PHDs, expressed in the HeLa S3 cell lines, recognize specifically a subset of active promoters and to a lesser extent enhancers. a Western blot with anti-GFP antibody to detect NLS-EYFP-tagged clustered PHDs domains, expressed in stable HeLa S3 cell lines, generated by lentiviral transduction. Left panel—whole cellular lysate. Right panel—enriched proteins after GFP-Trap. b Scheme of greenCUT&RUN (gC&R) experiments. c IGV genome browser, showing read patterns of C&R hCOMPASS-like core subunits (WDR5, RbBP5 and KMT2A) and gC&R of clustered PHDs (2A13, 2C14, 2C57, 2D13, 2D46). The HMM lane shows imputed chromatin states; active promoter regions in red, active enhancers in yellow and orange and transcribed regions in green. d-e Heatmap plots comparing the distribution of reads around the TSS region (± 2 kb) of d clustered PHDs and NLS-EYFP (negative control) gC&R signals in comparison with the background of parental HeLa S3 cells and e hCOMPASS-like core subunits in comparison with IgG negative control. f-g Venn diagrams comparing MACS2 peaks of f selected PHDs (2A13, 2D13, 2D46) and g 2A13 with full-length hCOMPASS-like subunits (KMT2A, WDR5). Randomly shuffled data are shown in Suppl. Figure 3h. h Genomic distribution of PHDs and selected hCOMPASS-like subunits peaks. The quantification shows the enrichment in comparison with a random shuffle. Distribution without enrichment is shown in Suppl. Figure 3j. i Jaccard analysis comparing the genome-wide distribution of peaks of selected proteins and HMM imputed chromatin states. Enhancers are in light blue, promoters in yellow, poised or repressed chromatin states in red, and other chromatin states in black. The darker the signal, the stronger overlap is observed between the two samples. A detailed characterisation of imputed chromatin promoter and enhancer states considering chromatin marks is shown in Suppl. Figure 5c

To gain genome-wide insight into chromatin reader interaction patterns, we used stable cell lines for greenCUT&RUN (gC&R). gC&R relies on an MNase-anti-GFP nanobody, which cuts DNA around nucleosomes that are bound by an EYFP-tagged fusion protein of interest (Fig. 3b). For a better understanding of the role of PHD domains in the recruitment of KMT2A-D proteins, we also used standard C&R with antibodies against full-length KMT2 (KMT2A, KMT2C and KMT2D) proteins and hCOMPASS-like subunits (WDR5, RbBP5). The antibodies against full-length KMT2C and KMT2D did not yield useful sequencing data.

[TASK REQUIREMENTS]:
#1 Decide whether each statement below agrees with the greenCUT&RUN text. Answer yes or no for each and quote the words of the text that decide it.
(a) gC&R uses an MNase-anti-GFP nanobody.
(b) The antibodies against full-length KMT2C and KMT2D produced useful sequencing data.
(c) In the HMM lane, active promoter regions are shown in green.
#2 Please write out the part of the greenCUT&RUN text between "To gain genome-wide" and "useful sequencing data.", inclusive.
#3 Translate this sentence from the greenCUT&RUN text into Spanish: "The darker the signal, the stronger overlap is observed between the two samples."

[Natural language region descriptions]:
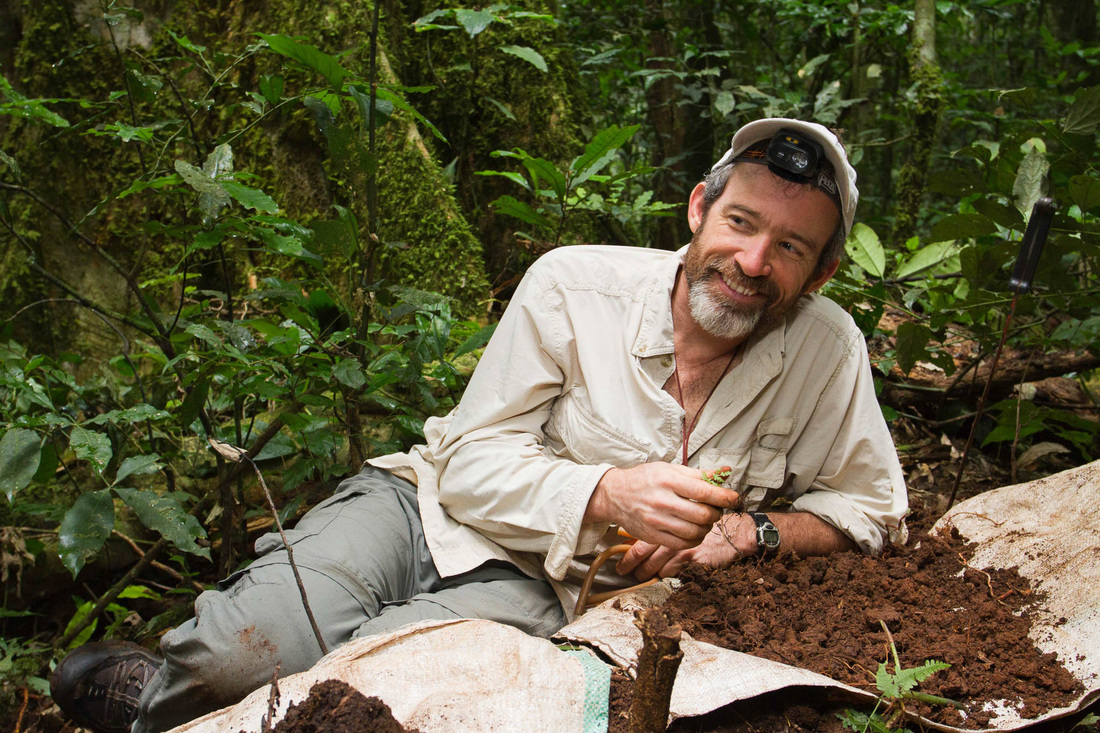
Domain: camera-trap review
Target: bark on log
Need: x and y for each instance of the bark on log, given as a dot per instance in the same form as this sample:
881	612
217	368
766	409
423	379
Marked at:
657	671
927	387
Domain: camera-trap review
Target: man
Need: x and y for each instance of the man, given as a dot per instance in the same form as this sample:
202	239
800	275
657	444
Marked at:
615	379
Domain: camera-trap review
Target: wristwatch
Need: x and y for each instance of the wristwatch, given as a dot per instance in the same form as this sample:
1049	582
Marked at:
767	534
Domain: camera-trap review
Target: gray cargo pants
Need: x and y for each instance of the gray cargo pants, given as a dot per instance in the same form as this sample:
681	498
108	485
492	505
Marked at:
366	570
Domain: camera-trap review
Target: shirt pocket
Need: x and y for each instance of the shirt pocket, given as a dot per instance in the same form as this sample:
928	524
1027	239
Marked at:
573	431
759	470
768	453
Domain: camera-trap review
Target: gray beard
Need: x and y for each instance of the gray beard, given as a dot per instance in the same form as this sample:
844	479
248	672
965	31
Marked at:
716	317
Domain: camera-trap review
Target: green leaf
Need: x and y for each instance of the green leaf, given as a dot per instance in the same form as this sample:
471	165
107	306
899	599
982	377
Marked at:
598	153
251	198
84	529
474	21
399	102
501	106
1085	190
271	87
20	452
165	515
194	402
349	372
303	53
509	206
92	447
1084	115
1031	177
926	258
212	197
912	345
475	341
866	250
529	55
963	226
139	413
139	465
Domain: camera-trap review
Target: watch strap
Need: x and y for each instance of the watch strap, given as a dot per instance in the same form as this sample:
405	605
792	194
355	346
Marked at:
768	537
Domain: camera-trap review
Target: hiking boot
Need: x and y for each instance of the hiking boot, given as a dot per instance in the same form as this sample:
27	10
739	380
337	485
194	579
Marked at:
98	685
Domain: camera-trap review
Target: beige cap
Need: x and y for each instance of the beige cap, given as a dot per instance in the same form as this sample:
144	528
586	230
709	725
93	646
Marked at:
845	177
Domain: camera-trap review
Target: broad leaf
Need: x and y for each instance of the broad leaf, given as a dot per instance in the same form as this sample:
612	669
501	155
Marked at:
475	341
251	198
474	21
866	250
912	342
963	226
598	152
138	465
349	372
523	211
20	452
84	529
529	55
399	102
92	447
318	61
1031	178
212	197
1084	116
925	258
166	516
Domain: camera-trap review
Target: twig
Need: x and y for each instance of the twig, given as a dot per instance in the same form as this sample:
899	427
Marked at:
265	724
22	711
160	566
234	453
162	544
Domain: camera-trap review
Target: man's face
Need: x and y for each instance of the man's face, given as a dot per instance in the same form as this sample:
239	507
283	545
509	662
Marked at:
756	251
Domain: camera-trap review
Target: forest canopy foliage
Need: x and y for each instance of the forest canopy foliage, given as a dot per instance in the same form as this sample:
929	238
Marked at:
292	230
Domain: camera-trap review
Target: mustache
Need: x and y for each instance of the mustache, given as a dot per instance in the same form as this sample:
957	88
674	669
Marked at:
732	272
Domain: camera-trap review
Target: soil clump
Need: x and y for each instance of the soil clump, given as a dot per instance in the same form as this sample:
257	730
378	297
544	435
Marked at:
336	707
826	614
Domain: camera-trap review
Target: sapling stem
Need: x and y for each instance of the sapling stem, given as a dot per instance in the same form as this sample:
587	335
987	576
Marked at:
234	453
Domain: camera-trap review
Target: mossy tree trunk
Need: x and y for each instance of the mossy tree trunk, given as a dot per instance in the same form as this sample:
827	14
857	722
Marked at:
927	110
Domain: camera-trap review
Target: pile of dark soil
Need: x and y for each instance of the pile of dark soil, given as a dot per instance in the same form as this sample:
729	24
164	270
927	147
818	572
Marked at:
824	614
336	707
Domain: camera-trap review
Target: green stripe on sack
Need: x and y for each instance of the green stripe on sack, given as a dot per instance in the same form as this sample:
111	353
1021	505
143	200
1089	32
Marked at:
597	689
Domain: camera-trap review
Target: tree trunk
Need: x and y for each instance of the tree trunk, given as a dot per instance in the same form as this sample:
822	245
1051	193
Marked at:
912	178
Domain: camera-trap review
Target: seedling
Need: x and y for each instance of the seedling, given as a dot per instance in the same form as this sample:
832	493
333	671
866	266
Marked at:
718	476
895	688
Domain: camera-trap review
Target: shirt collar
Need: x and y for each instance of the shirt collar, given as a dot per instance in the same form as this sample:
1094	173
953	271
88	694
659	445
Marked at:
655	335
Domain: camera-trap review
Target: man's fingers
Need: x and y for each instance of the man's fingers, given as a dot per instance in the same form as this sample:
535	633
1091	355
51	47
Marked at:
634	557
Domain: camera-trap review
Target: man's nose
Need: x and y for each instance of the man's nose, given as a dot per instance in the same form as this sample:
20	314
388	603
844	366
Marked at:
755	258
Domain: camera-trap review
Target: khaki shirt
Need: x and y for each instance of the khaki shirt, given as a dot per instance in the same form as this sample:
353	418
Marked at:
571	383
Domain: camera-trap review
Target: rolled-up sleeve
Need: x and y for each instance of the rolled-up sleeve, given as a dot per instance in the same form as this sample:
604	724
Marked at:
859	488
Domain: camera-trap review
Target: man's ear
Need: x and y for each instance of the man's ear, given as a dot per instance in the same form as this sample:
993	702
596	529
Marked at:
821	277
695	208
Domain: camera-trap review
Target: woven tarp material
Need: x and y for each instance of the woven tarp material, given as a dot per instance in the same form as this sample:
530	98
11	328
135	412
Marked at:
1048	528
449	676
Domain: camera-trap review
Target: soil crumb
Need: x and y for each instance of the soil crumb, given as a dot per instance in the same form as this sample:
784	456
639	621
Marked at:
827	615
336	707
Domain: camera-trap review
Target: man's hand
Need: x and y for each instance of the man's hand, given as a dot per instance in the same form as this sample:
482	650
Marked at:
660	503
732	537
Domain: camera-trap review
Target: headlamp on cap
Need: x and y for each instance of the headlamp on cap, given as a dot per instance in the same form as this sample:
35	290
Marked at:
794	156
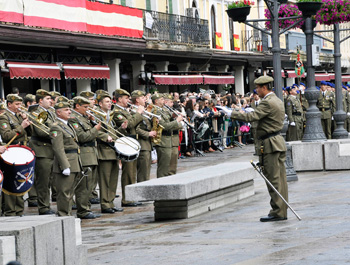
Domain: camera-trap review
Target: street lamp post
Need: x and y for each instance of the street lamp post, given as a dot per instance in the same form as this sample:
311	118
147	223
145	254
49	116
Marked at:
313	130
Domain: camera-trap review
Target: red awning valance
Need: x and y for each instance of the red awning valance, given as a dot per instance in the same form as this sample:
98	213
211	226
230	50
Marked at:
33	70
76	71
322	77
345	78
218	79
178	79
292	74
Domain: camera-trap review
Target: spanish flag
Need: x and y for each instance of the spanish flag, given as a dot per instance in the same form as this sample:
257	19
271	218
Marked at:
218	40
236	42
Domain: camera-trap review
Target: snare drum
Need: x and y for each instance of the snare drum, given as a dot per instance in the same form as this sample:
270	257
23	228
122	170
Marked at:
127	148
17	164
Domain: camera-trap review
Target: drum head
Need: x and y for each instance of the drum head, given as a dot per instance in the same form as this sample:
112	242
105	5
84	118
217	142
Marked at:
17	155
127	146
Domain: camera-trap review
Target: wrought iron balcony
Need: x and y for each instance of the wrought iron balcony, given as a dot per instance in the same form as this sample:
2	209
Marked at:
171	28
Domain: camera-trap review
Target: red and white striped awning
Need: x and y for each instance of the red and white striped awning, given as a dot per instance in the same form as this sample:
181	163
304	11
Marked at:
76	71
33	70
178	79
292	74
322	77
218	79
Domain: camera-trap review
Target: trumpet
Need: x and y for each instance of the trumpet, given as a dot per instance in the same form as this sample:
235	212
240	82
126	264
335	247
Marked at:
37	121
184	120
147	114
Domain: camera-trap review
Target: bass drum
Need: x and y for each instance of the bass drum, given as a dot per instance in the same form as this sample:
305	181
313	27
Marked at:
127	148
17	165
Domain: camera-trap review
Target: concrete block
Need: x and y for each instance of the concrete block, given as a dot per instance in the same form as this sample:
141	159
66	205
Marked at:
337	154
7	249
48	243
69	240
307	156
191	184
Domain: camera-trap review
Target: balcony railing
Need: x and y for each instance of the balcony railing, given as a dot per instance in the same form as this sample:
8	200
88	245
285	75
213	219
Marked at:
175	28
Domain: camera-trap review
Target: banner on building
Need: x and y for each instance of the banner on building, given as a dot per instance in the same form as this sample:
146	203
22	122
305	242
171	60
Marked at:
218	41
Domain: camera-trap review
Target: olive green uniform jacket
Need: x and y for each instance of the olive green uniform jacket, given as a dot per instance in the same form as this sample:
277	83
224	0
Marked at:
272	154
294	111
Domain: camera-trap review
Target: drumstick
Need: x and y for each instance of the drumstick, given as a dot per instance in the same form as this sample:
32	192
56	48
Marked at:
13	138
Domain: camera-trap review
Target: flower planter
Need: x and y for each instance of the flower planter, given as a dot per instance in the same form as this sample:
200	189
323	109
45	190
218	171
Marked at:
238	14
309	8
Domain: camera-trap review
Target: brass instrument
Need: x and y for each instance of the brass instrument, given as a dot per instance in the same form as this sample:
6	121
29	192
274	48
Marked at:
147	114
37	120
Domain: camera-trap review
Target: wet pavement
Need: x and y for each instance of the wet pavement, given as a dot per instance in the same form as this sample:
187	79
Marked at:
232	234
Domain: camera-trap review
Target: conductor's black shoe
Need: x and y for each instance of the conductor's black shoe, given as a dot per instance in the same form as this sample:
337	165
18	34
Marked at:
130	204
32	204
271	218
108	210
117	209
95	201
89	216
48	212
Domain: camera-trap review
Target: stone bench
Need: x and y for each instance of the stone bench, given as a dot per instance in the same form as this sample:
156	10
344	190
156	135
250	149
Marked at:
42	240
191	193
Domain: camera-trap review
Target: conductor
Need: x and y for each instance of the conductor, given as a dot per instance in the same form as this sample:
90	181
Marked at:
272	149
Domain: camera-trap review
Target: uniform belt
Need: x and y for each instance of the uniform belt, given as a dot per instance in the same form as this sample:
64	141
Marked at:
166	133
269	135
88	144
40	139
71	151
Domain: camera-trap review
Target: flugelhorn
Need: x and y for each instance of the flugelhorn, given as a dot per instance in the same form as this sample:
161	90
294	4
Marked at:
37	121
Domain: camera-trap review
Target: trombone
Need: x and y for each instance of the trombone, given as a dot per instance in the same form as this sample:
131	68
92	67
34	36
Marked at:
147	114
38	121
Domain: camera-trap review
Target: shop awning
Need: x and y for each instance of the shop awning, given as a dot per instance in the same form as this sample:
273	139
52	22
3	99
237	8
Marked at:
292	74
178	79
33	70
76	71
322	77
218	79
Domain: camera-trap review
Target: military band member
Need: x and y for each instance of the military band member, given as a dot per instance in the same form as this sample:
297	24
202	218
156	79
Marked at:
93	198
145	134
294	112
108	164
87	135
13	123
272	153
326	104
164	148
122	115
175	140
67	166
40	142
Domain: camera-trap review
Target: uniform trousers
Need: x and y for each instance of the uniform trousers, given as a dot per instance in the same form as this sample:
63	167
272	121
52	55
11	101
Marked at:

[YOUR WRITTEN ANSWERS]:
#1
(a) Yes: "gC&R relies on an MNase-anti-GFP nanobody"
(b) No: "The antibodies against full-length KMT2C and KMT2D did not yield useful sequencing data."
(c) No: "active promoter regions in red"

#2
To gain genome-wide insight into chromatin reader interaction patterns, we used stable cell lines for greenCUT&RUN (gC&R). gC&R relies on an MNase-anti-GFP nanobody, which cuts DNA around nucleosomes that are bound by an EYFP-tagged fusion protein of interest (Fig. 3b). For a better understanding of the role of PHD domains in the recruitment of KMT2A-D proteins, we also used standard C&R with antibodies against full-length KMT2 (KMT2A, KMT2C and KMT2D) proteins and hCOMPASS-like subunits (WDR5, RbBP5). The antibodies against full-length KMT2C and KMT2D did not yield useful sequencing data.

#3 Cuanto más oscura es la señal, mayor es la superposición observada entre las dos muestras.